_Problem requirements_
From the line holding "of the gutter?" to the final line below, restate each line word for word and add nothing.

*** Input

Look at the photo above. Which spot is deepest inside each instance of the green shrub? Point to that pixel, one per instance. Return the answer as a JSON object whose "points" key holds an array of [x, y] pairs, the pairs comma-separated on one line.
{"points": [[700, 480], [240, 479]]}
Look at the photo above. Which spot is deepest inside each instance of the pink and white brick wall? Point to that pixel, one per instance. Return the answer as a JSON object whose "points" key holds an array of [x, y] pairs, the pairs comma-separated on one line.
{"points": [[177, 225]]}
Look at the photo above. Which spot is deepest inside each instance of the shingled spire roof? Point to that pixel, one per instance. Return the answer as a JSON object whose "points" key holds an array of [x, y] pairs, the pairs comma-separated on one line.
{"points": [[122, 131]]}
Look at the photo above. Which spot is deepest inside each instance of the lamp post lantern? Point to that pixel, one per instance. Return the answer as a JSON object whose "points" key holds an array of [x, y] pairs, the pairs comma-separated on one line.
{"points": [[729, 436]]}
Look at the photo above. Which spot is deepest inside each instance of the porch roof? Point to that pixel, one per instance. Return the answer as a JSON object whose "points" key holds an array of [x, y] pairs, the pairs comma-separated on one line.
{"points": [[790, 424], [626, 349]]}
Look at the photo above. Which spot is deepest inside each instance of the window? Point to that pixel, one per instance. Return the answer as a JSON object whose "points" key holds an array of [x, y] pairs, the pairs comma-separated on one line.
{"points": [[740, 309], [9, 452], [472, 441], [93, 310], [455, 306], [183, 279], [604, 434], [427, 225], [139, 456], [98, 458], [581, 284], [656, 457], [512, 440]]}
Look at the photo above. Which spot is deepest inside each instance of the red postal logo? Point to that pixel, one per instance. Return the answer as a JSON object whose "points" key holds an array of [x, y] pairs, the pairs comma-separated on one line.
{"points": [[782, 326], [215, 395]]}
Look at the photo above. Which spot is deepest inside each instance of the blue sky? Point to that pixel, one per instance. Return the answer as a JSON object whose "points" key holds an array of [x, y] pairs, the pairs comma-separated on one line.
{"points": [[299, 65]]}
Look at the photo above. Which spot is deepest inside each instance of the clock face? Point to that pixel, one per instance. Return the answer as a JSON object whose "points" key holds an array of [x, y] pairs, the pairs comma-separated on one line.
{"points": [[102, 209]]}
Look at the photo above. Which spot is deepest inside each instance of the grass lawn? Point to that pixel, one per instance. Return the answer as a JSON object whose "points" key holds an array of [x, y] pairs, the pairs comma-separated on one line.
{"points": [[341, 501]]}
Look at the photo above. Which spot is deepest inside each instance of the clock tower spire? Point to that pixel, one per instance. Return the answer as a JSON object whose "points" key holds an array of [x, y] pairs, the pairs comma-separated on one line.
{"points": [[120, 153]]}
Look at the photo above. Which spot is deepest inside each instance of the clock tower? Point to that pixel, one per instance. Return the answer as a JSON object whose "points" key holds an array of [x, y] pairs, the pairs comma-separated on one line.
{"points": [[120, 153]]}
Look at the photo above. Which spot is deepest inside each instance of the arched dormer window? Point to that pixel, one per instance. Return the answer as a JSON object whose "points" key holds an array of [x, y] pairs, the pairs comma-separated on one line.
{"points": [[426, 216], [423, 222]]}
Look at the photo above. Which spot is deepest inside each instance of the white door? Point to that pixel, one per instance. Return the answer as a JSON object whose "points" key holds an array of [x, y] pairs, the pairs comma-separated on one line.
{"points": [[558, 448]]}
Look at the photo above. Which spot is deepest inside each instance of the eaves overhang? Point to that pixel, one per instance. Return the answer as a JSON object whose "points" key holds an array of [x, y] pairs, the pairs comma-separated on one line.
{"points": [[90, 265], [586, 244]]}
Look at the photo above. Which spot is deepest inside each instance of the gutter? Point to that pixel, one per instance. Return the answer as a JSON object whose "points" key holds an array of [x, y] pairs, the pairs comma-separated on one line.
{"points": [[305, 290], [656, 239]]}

******

_Completed exercise_
Look at the photo above. Which spot is deepest inside each instance of the gutter? Point to that pixel, one per instance. Return the answer as a JSON object whose "points" key holds an array of [x, y] pairs, the pairs comma-separated on one line.
{"points": [[305, 290], [656, 239]]}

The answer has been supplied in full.